▶ _THINGS TO DO_:
a: In the forum thread about .NET data-access tools, which migration tool does the first poster describe as nice but easy to neglect?
b: Please write the next part of the forum thread about .NET data-access tools, starting after its last sentence.

-- start TEXT EXTRACT --

ASP.NET MVC with Razor, Nuget, and the JUnit/NUnit-like test framework in
Visual Studio are all in that line of thought. For something Active Record-
like, historically more mature--and somewhat less ponderous--alternatives to
EF and LINQ2SQL include NHibernate (FluentNHibernate is nice) and other
approaches like Simple.Data, PetaPoco, etc.

Oh yeah, migrations have been notably absent, although I've tried a few like
FluentMigrations, which is nice but "out of process" enough that I find it
terribly easy to neglect.

------
MartinCron
This looks very promising. I've created my own lightweight system for
automatic schema alterations and I can't imagine going back to working without
it.

This could pretty much be a drop-in replacement for what I've done. Nice.

------
vyrotek
Looking better every day.

-- end TEXT EXTRACT --
-- start DATASET CONTENT --

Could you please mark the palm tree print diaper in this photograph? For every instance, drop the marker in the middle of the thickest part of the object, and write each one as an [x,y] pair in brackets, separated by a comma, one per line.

-- end DATASET CONTENT --

▶ _ANSWERS TO THE EXERCISE_:
a: FluentMigrations

b:
I do have a question though. I'm a .Net guy who has only worked with self
hosted systems and Azure and I've always wondered how the latency affects
people who build serious system using the add-ons provided. I just can't
imagine it performing well without knowing where exactly your
RabbitMQ(CloudAMQP), MongoDB(MongoHQ), and Memcache type services are hosted.
They could be sitting in the next rack to you or in a completely different
part of the country (in theory).

------
annymsMthd
We use FluentMigrator and it works amazingly.